EXCERPT PROVIDED
BANGALORE – Obesity's new-found status as a disease is pushing many small drugmakers to develop treatments and grab a slice of a huge untapped market with enough room for several drugs, each of which could bring in annual sales of more than $1 billion.
“Over the last several years, there has been more and more of a shift in public thinking towards obesity as not simply a failure of will or character, but also as a disease,” Robins Group analyst Ruthanne Roussel said.
In spite of some high-profile failures, a number of weight-loss drugs are in advanced stages of development, such as Orexigen Therapeutics Inc's Contrave and Empatic, Vivus Inc's Qnexa and Arena Pharmaceuticals Inc's lorcaserin – all with the potential to become a blockbuster.
“Because each patient is a little different, some drugs work better for some patients than others. So I can see this market being very fruitful for a number of competitors,” Cowen and Co analyst Phil Nadeau said.
And the number of potential patients is significant. By 2015 about 2.3 billion adults worldwide will be overweight and more than 700 million will be obese, according to the World Health Organization.
Currently the marketplace has only a few drugs, such as Abbot Laboratories Inc's Meridia, Roche Holding SA's Xenical and generic phentermine, which are prescribed for obesity. But their benefits are often overridden by a slew of possible side effects.
“There are things that are out there but it seems like it should be possible to get a product on the market that combines and improves on what's out there,” Robins Group's Roussel said.
But history does not favor drugs targeting obesity.
Wyeth's notorious fen-phen, linked to deadly side effects, cost the company billions in legal costs after it was withdrawn in 1997.
Both Pfizer Inc and Merck & Co have ended development of their respective obesity drugs. These sought to work by blocking cannabinoid receptors in the brain – the same receptors that make people hungry when smoking marijuana.
These drugs were in the same class as Sanofi-Aventis' rimonabant, which is yet to clear regulatory hurdles in the United States due to concerns about its psychiatric side effects, including depression.
Given the failures surrounding drugs targeting cannabinoid receptors, Orexigen, Vivus and Arena are trying a different approach.
These companies' drugs stimulate the part of the brain that controls appetite and metabolism, to reduce hunger while increasing energy expenditure.
“We think that (Orexigen's) Contrave has the highest chance of successful approval of any of the current late-stage obesity therapies, given its safety and efficacy profile,” Canaccord Adams analyst Adam Cutler said in August.
The drug is a combination of anti-depressant bupropion and naltrexone, which is used to treat various addictive disorders.
“(Naltrexone) has been shown to make foods, particularly sweet foods, taste less palatable and pleasurable... Naltrexone appears to best complement bupropion by blocking metabolic compensation mechanisms that prevent sustained weight loss,” Cutler said.
The approval of drugs being developed by Orexigen, Vivus and Arena may draw the attention of bigger companies that have failed in their pursuit of a weight-loss drug.
“I think that it is certainly logical that a promising obesity drug has a lot of what big pharma is looking for,” Canaccord Adams' Cutler said.
A good weight-loss treatment has blockbuster potential, some synergy with other large therapeutic categories and a fair amount of overlap with cardiovascular and diabetes drugs, he said.

Natural-language descriptions of regions:
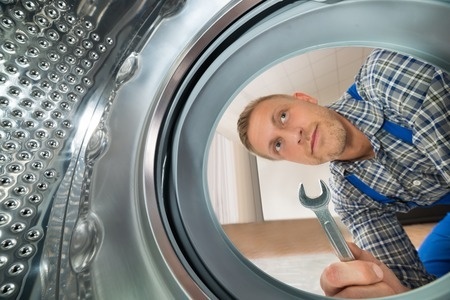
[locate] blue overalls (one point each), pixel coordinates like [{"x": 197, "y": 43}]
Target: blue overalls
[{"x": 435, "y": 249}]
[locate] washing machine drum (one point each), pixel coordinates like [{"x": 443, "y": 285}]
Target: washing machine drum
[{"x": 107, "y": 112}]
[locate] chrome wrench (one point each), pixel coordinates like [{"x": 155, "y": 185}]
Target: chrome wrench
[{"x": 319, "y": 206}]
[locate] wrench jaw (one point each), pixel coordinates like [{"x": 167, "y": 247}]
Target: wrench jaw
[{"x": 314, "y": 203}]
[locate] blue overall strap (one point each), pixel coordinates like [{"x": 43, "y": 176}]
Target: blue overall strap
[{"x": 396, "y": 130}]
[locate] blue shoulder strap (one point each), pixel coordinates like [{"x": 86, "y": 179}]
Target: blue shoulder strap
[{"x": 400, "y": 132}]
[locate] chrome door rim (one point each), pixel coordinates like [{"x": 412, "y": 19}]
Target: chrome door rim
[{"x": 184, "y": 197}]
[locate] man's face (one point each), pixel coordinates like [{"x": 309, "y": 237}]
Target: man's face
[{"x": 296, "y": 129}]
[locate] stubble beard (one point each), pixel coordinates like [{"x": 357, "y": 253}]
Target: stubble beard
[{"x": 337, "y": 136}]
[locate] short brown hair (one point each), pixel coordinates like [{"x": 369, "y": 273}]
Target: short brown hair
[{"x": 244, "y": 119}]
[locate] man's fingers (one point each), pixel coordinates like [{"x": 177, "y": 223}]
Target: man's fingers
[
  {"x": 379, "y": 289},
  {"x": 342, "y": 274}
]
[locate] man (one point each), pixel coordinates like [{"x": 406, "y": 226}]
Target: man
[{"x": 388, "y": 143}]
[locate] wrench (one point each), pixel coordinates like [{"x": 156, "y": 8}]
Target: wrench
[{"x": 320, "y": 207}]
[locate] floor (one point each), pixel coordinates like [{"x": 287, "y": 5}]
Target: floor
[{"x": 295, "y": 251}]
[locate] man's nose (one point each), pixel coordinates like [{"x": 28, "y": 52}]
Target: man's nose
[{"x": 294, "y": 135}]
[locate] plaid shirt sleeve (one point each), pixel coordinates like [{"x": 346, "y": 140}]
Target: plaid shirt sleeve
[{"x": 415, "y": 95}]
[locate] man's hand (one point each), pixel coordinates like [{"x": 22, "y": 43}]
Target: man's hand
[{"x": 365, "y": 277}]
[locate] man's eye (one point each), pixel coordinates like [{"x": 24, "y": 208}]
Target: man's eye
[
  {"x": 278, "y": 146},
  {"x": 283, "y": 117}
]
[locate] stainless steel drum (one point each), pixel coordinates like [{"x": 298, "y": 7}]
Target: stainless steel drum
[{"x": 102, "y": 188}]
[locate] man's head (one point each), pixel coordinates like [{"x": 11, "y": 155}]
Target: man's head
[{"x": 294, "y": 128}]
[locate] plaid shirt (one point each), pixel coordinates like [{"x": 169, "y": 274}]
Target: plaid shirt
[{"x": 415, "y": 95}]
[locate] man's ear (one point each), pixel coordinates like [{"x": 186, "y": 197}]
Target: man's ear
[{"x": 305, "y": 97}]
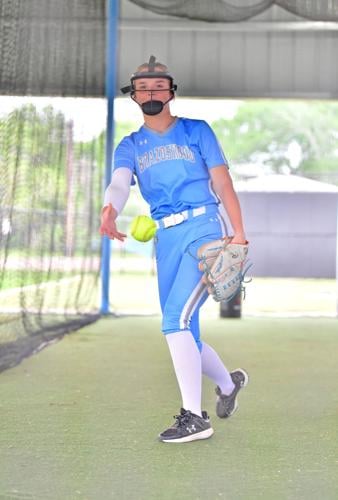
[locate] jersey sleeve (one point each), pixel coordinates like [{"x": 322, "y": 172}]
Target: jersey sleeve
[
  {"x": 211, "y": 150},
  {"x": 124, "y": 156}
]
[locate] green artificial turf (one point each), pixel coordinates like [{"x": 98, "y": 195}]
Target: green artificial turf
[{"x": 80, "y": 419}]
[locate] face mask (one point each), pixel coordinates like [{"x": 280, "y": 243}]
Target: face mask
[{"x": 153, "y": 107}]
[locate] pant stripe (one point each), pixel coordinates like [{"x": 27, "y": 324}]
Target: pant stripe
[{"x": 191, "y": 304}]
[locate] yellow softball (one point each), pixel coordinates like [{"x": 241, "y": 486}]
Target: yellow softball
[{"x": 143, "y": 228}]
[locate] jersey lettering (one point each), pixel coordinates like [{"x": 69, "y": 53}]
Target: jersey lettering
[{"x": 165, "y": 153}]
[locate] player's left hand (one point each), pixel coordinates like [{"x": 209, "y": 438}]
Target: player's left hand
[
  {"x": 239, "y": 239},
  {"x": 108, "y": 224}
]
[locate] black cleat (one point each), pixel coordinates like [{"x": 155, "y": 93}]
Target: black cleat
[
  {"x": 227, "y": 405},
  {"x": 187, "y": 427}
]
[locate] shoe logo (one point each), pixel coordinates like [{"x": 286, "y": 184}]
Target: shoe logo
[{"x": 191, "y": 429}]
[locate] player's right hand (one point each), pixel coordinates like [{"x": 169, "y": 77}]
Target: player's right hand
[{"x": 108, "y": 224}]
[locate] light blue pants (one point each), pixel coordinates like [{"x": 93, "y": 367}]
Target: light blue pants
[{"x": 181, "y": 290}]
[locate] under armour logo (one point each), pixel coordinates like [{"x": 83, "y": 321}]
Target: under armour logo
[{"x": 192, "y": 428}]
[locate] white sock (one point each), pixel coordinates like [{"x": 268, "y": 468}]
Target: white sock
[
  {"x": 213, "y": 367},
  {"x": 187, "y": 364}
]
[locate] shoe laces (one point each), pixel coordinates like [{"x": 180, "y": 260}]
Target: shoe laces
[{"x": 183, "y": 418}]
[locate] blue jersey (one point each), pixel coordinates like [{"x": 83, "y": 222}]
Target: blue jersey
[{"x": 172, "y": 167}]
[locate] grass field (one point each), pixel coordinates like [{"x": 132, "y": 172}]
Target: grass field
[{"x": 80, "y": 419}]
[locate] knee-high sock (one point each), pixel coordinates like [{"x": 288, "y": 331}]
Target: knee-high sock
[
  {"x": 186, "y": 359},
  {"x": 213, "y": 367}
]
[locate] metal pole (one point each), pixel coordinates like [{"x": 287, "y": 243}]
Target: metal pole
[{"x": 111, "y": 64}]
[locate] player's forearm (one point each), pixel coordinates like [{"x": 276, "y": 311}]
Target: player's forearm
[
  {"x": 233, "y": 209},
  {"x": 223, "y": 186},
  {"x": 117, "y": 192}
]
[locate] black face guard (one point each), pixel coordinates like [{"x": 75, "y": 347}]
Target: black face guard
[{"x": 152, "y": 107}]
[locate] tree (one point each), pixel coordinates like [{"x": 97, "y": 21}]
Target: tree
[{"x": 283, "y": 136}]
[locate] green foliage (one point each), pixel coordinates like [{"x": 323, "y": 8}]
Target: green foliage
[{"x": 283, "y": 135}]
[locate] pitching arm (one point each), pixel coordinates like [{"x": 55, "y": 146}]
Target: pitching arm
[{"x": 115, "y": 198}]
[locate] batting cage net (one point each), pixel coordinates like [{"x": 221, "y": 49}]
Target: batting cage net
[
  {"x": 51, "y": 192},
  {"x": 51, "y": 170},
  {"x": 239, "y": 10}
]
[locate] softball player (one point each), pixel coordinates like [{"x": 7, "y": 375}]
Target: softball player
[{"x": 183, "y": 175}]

TO DO
From the obesity drug article, extract everything from "A good weight-loss" down to "drugs, he said.".

ANSWER SPACE
A good weight-loss treatment has blockbuster potential, some synergy with other large therapeutic categories and a fair amount of overlap with cardiovascular and diabetes drugs, he said.